Reproduce the listing below line for line, leaving every character unchanged.

++++ Data provided

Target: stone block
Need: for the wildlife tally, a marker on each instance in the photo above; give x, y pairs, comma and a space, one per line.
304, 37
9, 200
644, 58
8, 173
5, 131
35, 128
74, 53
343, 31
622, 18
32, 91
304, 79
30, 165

++++++++

● **Full response**:
Target: stone block
Need: for the wildlife tally, a marker on each instance in the photo above; give x, y pairs, comma and a space, one per line.
304, 37
9, 200
644, 58
8, 173
5, 131
35, 128
74, 53
343, 31
622, 18
32, 91
304, 79
30, 165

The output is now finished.